_Problem description_
Return every line of the items below that contains the word "clicks".
══ Supplied records ══
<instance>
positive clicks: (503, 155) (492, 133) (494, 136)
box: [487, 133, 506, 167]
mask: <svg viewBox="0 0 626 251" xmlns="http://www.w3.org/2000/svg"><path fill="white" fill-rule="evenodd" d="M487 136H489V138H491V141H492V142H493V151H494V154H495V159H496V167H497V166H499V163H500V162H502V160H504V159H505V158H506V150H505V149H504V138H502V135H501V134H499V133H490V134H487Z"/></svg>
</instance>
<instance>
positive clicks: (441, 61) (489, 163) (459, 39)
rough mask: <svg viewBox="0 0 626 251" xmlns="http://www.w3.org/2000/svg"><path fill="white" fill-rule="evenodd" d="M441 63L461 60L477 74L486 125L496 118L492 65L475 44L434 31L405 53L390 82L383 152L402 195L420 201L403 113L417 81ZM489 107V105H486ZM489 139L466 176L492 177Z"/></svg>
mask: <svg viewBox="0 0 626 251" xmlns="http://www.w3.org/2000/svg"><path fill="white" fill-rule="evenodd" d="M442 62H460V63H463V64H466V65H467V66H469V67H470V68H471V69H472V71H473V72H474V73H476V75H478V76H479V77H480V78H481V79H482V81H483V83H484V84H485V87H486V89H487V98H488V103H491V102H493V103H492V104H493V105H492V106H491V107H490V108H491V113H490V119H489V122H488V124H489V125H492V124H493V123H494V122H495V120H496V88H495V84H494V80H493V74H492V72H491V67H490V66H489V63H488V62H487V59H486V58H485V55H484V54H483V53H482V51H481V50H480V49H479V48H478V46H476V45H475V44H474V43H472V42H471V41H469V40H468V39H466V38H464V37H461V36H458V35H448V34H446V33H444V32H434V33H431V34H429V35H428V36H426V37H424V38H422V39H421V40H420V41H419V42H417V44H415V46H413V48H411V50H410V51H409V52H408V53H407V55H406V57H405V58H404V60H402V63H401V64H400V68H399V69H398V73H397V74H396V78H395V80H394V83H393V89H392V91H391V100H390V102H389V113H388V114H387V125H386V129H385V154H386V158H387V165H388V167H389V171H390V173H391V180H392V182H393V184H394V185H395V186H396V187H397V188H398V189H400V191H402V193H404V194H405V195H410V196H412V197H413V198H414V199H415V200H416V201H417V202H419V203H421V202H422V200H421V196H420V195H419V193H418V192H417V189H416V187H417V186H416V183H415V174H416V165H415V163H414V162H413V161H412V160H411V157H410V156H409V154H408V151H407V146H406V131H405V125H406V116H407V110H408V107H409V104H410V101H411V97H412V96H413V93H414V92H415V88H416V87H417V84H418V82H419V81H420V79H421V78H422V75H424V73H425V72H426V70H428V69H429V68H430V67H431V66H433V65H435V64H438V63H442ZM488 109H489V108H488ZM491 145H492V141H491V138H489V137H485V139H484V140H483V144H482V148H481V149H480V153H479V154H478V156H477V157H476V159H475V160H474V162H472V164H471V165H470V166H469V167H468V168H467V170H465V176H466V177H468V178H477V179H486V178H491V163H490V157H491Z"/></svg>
═══
_Task solution_
positive clicks: (503, 155) (492, 133) (494, 136)
positive clicks: (441, 61) (489, 163) (459, 39)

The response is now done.